----- 文章

2、mkdir /home/ysc/hbase-0.92.2/lib/native/Linux-amd64-64
3、cp /home/ysc/hadoop-1.1.1/lib/native/Linux-amd64-64/* /home/ysc/hbase-0.92.2/lib/native/Linux-amd64-64
4、vi /home/ysc/hbase-0.92.2/conf/hbase-site.xml
增加:
<property>
<name>hbase.regionserver.codecs</name>
<value>snappy</value>
</property>
十二、配置Accumulo集群以运行nutch-2.1(gora存在BUG)
1、wget http://apache.etoak.com/accumulo/1.4.2/accumulo-1.4.2-dist.tar.gz
2、tar -xzvf accumulo-1.4.2-dist.tar.gz
3、cd accumulo-1.4.2
4、cp conf/examples/3GB/standalone/* conf
5、vi conf/accumulo-env.sh
export HADOOP_HOME=/home/ysc/cluster3
export ZOOKEEPER_HOME=/home/ysc/zookeeper-3.4.5
export JAVA_HOME=/home/jdk1.7.0_01
export ACCUMULO_HOME=/home/ysc/accumulo-1.4.2
6、vi conf/slaves
devcluster01
devcluster02
devcluster03
7、vi conf/masters
devcluster01
8、vi conf/accumulo-site.xml
<property>
<name>instance.zookeeper.host</name>
<value>host6:2181,host8:2181</value>
<description>comma separated list of zookeeper servers</description>
</property>
<property>
<name>logger.dir.walog</name>
<value>walogs</value>
<description>The directory used to store write-ahead logs on the local filesystem. It is possible to specify a comma-separated list of directories.</description>
</property>
<property>
<name>instance.secret</name>
<value>ysc</value>
<description>A secret unique to a given instance that all servers must know in order to communicate with one another.
Change it before initialization. To change it later use ./bin/accumulo org.apache.accumulo.server.util.ChangeSecret [oldpasswd] [newpasswd],
and then update this file.

----------
----- 所给数据

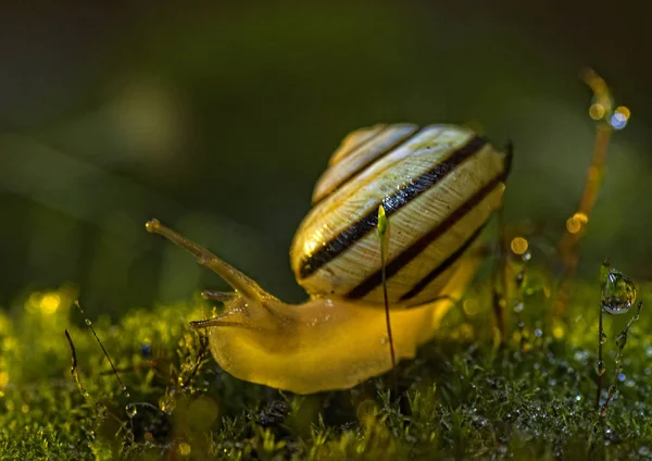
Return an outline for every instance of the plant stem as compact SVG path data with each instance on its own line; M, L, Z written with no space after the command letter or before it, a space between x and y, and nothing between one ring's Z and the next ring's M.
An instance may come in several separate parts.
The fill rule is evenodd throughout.
M598 327L598 388L595 389L595 410L600 410L600 394L602 391L602 375L604 374L602 361L602 306L600 307L600 326Z

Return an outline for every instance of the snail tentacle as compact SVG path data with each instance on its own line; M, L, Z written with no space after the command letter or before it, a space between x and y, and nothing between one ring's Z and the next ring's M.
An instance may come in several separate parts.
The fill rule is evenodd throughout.
M233 301L234 298L236 297L235 292L224 292L224 291L211 291L211 290L203 290L201 292L201 297L203 299L210 300L210 301L220 301L220 302L229 302Z
M197 259L197 262L201 265L210 269L220 277L224 279L227 284L229 284L237 292L248 299L256 300L264 298L275 299L272 295L267 294L263 290L259 284L256 284L253 279L249 278L247 275L242 274L233 265L224 262L215 254L201 247L200 245L187 239L183 235L176 233L170 227L164 226L156 219L150 220L145 225L147 230L152 234L159 234L176 246L183 248L184 250L192 253Z

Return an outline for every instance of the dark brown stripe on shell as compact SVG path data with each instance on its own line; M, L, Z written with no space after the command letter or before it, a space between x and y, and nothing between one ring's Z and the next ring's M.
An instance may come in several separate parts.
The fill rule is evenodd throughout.
M391 125L389 125L389 126L391 126ZM315 207L317 203L324 201L326 198L330 197L333 194L335 194L337 190L339 190L341 187L343 187L348 182L350 182L355 176L358 176L360 173L362 173L363 171L365 171L366 169L372 166L374 163L376 163L377 161L383 159L385 155L389 154L390 152L393 152L396 149L410 142L412 139L414 139L414 137L416 137L418 134L421 134L425 128L426 127L422 127L422 128L414 127L414 129L412 132L405 134L404 137L398 139L394 142L392 142L391 145L389 145L387 148L385 148L385 150L378 152L376 155L374 155L372 159L369 159L366 163L359 166L356 170L352 171L348 176L343 177L338 184L336 184L333 188L330 188L330 190L326 191L322 197L319 197L319 199L317 201L313 202L313 207ZM386 132L386 129L384 129L383 132ZM378 136L374 136L374 139L377 137ZM367 142L364 142L361 146L361 148L366 146L366 144ZM351 153L352 152L347 153L347 157L349 157ZM341 159L340 162L343 159Z
M435 186L448 176L460 163L480 151L487 141L475 136L467 144L454 151L448 159L436 164L415 179L401 186L391 196L385 197L372 211L358 222L344 228L339 235L321 246L314 253L306 256L300 263L299 277L305 278L317 272L323 265L333 261L353 244L372 232L378 224L378 207L383 203L385 213L389 217L411 200Z
M432 282L435 278L439 277L447 269L449 269L451 265L453 265L464 254L464 252L466 252L468 247L471 247L473 245L473 242L480 236L480 234L485 229L485 226L487 226L488 222L489 222L489 220L485 221L482 223L482 225L479 226L476 229L476 232L474 232L471 235L471 237L468 237L466 239L466 241L464 241L464 244L462 244L462 246L460 248L457 248L441 264L439 264L437 267L435 267L432 271L430 271L428 273L428 275L426 275L424 278L418 281L418 283L416 285L414 285L410 291L408 291L405 295L401 296L400 300L405 301L408 299L414 298L416 295L422 292L430 284L430 282ZM428 301L424 301L424 303L426 303L426 302L428 302Z
M457 207L451 214L449 214L441 223L432 227L422 237L419 237L414 244L403 250L399 256L387 264L386 274L387 279L398 274L404 266L406 266L412 260L419 256L432 241L442 236L451 227L453 227L462 217L464 217L469 211L472 211L478 203L480 203L494 188L503 180L504 175L491 179L485 186L482 186L473 196L466 199L460 207ZM443 264L443 263L442 263ZM348 298L363 298L369 294L373 289L378 287L383 283L380 270L374 272L367 278L365 278L360 285L353 288L349 294Z

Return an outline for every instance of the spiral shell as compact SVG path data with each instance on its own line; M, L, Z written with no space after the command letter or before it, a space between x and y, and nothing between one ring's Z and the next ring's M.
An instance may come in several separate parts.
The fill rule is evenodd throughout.
M500 207L509 159L456 125L376 125L344 138L315 186L290 259L313 297L383 303L378 207L390 220L392 304L437 298Z

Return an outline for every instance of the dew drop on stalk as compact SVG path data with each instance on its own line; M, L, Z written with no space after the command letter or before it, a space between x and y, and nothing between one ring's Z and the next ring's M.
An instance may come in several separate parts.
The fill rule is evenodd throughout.
M602 376L605 372L605 367L604 367L604 361L599 360L598 363L595 364L595 371L598 372L598 376Z
M636 286L629 277L611 269L602 281L602 309L610 314L623 314L636 300Z

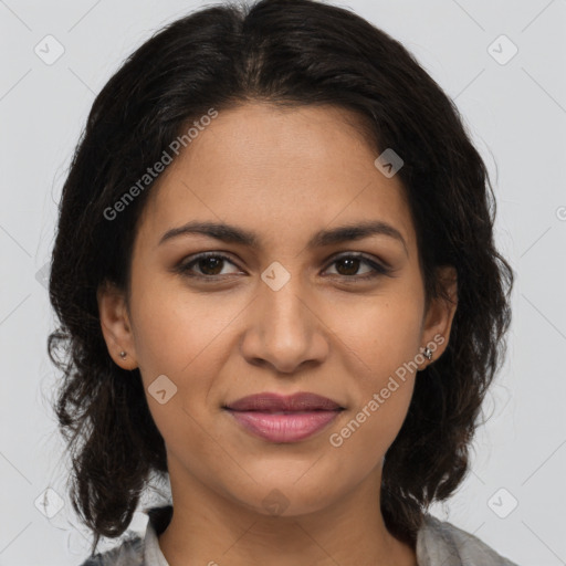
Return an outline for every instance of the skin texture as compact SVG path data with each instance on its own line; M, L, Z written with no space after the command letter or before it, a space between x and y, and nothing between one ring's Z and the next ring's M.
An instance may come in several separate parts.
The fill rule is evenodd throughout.
M339 448L329 437L440 335L433 360L419 357L419 369L438 359L455 300L424 312L402 186L375 167L355 124L331 106L249 103L221 112L148 200L128 301L111 285L99 290L108 352L120 367L139 367L166 442L175 512L159 545L171 566L417 564L415 549L385 527L379 486L418 375L408 373ZM306 248L318 230L378 219L407 250L384 234ZM195 234L159 245L167 230L193 220L251 230L261 248ZM175 272L207 251L230 261L193 264L207 281ZM387 262L391 273L360 281L371 266L336 262L345 252ZM279 291L261 279L275 261L291 275ZM439 275L455 297L453 270ZM160 375L177 387L163 405L148 392ZM346 410L308 439L272 443L222 409L262 391L312 391ZM279 513L266 496L283 502Z

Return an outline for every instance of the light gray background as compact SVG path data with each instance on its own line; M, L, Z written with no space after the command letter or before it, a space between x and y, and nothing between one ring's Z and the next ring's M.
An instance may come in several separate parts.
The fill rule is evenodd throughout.
M507 360L486 400L473 471L433 513L521 566L566 564L566 2L335 3L400 40L455 99L489 165L497 242L517 274ZM0 566L75 566L86 556L49 407L53 315L38 272L95 93L157 28L202 4L0 0ZM51 65L34 53L49 34L65 50ZM505 64L492 56L512 53L505 40L493 44L501 34L518 49ZM34 505L49 488L64 504L51 518ZM132 527L144 530L143 515Z

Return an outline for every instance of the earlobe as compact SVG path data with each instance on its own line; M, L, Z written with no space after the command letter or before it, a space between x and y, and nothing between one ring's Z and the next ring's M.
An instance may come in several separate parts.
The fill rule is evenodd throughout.
M438 269L438 277L447 296L438 296L431 300L423 324L423 345L430 347L433 353L431 359L438 359L447 349L452 322L458 307L458 274L452 265L443 265ZM430 360L428 361L430 364ZM428 365L424 364L421 369Z
M125 294L114 284L103 283L96 293L101 329L108 354L123 369L135 369L134 335L126 307Z

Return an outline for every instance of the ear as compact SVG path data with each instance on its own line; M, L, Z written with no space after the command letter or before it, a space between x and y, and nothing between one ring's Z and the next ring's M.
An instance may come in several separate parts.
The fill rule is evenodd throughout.
M123 369L136 369L134 334L126 306L125 293L113 283L104 282L96 292L101 328L112 359ZM126 356L122 358L120 353Z
M438 296L431 300L424 319L422 322L422 347L429 346L432 350L432 359L424 363L419 369L424 369L432 364L447 349L458 306L458 275L452 265L442 265L437 269L439 283L446 290L449 298Z

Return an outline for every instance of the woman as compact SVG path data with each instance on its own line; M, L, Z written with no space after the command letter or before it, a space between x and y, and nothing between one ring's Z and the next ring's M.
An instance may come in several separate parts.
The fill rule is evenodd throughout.
M513 564L427 512L469 469L513 274L485 166L398 42L311 0L169 24L94 102L60 212L85 565ZM95 556L151 474L169 505Z

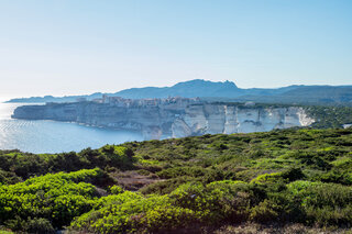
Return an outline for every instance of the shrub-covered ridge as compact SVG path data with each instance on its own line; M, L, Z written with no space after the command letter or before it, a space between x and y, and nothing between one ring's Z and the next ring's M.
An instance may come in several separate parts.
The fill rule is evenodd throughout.
M351 129L204 135L55 155L0 152L0 225L13 231L219 233L246 222L352 223Z

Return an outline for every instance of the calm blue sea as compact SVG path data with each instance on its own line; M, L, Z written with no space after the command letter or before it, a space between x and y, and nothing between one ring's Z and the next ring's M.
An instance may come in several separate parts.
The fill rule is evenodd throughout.
M143 141L135 132L55 121L13 120L11 114L19 103L0 103L0 149L18 148L35 154L81 151L106 144Z

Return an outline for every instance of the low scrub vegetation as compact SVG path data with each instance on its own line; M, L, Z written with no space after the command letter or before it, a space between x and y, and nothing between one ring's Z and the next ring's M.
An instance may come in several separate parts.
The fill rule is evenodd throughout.
M351 129L3 151L0 163L6 232L314 233L352 223ZM138 191L124 186L131 176Z

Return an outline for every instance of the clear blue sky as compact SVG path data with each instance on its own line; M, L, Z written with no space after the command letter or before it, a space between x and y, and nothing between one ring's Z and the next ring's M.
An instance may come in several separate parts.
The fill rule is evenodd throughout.
M351 0L0 0L0 97L352 85Z

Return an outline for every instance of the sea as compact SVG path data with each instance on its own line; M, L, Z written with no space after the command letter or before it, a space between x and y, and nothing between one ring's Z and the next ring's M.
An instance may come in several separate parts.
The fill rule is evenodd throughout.
M11 119L13 110L20 105L23 103L0 103L0 149L52 154L79 152L87 147L98 148L106 144L143 141L142 134L138 132L46 120Z

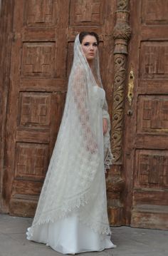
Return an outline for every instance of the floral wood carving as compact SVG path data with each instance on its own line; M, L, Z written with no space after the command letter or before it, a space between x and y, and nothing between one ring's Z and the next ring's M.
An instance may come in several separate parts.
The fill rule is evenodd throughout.
M128 1L127 0L117 1L117 11L127 11L127 9L128 9Z
M124 91L125 87L127 43L131 36L128 24L129 0L118 0L116 25L114 28L115 74L112 121L112 151L114 163L122 164L122 130L124 121Z

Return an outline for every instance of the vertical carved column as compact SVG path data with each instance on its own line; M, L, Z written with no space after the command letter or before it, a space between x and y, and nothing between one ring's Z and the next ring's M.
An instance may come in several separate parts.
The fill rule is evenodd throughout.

----------

任务要求:
在上面的文章中，conf/accumulo-site.xml 里的 instance.zookeeper.host 被设为什么值？

参考答案:
host6:2181,host8:2181